* 연습 문제 *
아래 자료에서 "Tag every instance of the gray" 문구가 들어 있는 줄부터 자료 끝까지를 고쳐 쓰시오. 표현 "aircraft wing" 자리에 "airplane wing" 표현을 넣고 나머지는 그대로 두시오.
▽
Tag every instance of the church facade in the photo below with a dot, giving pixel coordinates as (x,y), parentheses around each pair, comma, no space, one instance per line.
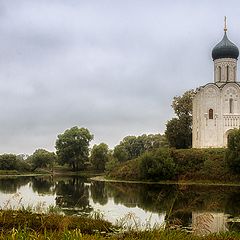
(216,106)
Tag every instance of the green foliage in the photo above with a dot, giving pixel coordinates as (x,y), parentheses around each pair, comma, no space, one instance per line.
(73,147)
(41,158)
(99,156)
(132,147)
(11,162)
(176,164)
(179,130)
(233,151)
(157,165)
(111,164)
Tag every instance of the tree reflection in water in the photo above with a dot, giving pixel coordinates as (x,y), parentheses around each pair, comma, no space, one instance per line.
(98,192)
(178,203)
(73,194)
(43,185)
(12,184)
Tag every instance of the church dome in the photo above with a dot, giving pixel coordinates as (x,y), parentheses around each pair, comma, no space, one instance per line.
(225,49)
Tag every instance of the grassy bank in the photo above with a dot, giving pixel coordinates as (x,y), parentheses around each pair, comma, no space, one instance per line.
(195,165)
(27,225)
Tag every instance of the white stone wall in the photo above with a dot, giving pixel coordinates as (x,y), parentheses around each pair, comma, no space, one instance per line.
(213,132)
(225,70)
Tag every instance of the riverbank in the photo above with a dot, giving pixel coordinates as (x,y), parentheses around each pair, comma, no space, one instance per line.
(194,166)
(28,225)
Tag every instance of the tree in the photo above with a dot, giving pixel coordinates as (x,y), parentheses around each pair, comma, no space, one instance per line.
(73,147)
(42,158)
(133,146)
(233,151)
(8,162)
(99,156)
(179,130)
(157,165)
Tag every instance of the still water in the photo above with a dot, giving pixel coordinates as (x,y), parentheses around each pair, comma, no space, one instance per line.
(195,207)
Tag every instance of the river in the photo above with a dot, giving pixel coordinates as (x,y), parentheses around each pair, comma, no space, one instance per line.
(201,208)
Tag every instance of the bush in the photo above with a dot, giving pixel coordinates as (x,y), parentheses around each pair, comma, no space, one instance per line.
(157,165)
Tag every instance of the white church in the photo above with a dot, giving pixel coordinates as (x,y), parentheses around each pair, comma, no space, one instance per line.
(216,106)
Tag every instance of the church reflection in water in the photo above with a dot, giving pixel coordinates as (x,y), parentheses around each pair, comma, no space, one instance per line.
(199,208)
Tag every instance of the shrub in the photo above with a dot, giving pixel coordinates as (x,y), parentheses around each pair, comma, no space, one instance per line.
(157,165)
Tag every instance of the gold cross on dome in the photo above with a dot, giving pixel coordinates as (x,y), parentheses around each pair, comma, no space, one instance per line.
(225,24)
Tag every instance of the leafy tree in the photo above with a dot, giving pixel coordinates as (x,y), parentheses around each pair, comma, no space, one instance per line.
(233,151)
(99,156)
(42,158)
(8,162)
(73,147)
(179,130)
(12,162)
(157,165)
(133,146)
(120,153)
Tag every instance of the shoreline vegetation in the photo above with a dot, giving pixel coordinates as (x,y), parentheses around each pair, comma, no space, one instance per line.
(23,224)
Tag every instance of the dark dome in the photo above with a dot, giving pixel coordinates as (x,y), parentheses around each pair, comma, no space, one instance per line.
(225,49)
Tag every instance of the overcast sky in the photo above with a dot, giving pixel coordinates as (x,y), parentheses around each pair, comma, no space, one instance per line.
(112,66)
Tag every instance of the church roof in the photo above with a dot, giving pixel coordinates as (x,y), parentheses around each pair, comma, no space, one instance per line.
(225,49)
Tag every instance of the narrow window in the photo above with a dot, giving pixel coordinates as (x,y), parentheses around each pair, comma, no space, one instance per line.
(227,73)
(234,73)
(231,105)
(210,114)
(219,74)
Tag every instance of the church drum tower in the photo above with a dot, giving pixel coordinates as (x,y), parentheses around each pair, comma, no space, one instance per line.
(216,106)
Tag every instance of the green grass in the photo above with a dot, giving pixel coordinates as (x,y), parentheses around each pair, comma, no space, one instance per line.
(26,225)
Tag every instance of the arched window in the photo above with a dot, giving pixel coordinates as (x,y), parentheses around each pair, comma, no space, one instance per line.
(210,114)
(234,73)
(219,74)
(231,105)
(227,73)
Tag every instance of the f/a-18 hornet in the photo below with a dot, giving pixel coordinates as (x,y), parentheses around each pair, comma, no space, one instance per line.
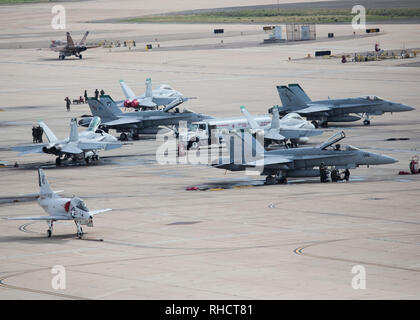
(278,165)
(138,122)
(77,146)
(294,99)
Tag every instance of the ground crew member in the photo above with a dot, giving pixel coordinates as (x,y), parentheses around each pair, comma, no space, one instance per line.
(347,174)
(67,103)
(323,172)
(34,134)
(40,133)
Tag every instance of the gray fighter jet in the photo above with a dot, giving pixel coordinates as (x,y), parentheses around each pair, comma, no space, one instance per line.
(277,165)
(77,146)
(294,99)
(138,122)
(69,48)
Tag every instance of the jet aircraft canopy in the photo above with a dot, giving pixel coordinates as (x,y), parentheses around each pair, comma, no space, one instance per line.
(293,116)
(81,205)
(373,98)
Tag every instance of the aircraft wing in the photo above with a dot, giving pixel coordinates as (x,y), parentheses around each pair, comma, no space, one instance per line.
(30,148)
(269,160)
(128,93)
(92,213)
(274,136)
(40,218)
(299,133)
(99,145)
(252,123)
(71,148)
(314,108)
(50,135)
(121,121)
(147,102)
△
* 정답 *
Tag every instance of the gray fighter jet in the photo above with a dot, giving pixel coordinates as (x,y), parentheses around each pair, comma, no space, one instance per line.
(277,165)
(77,146)
(294,99)
(138,122)
(69,48)
Tag every instance of the jet aircraft canopy in the photo above with a dot, giving pixel coordinates as (x,y), parentheses around each pair, comma, no space, one instance per line.
(293,116)
(81,205)
(373,98)
Tag every instance of the airplane wing in the photo above with a dot, giving pixel coordinates as (x,y), parentheses around each pair, comma, no space, one instance per line.
(30,148)
(269,160)
(128,93)
(92,213)
(274,136)
(40,218)
(299,133)
(99,145)
(252,123)
(71,148)
(314,108)
(50,135)
(121,121)
(147,102)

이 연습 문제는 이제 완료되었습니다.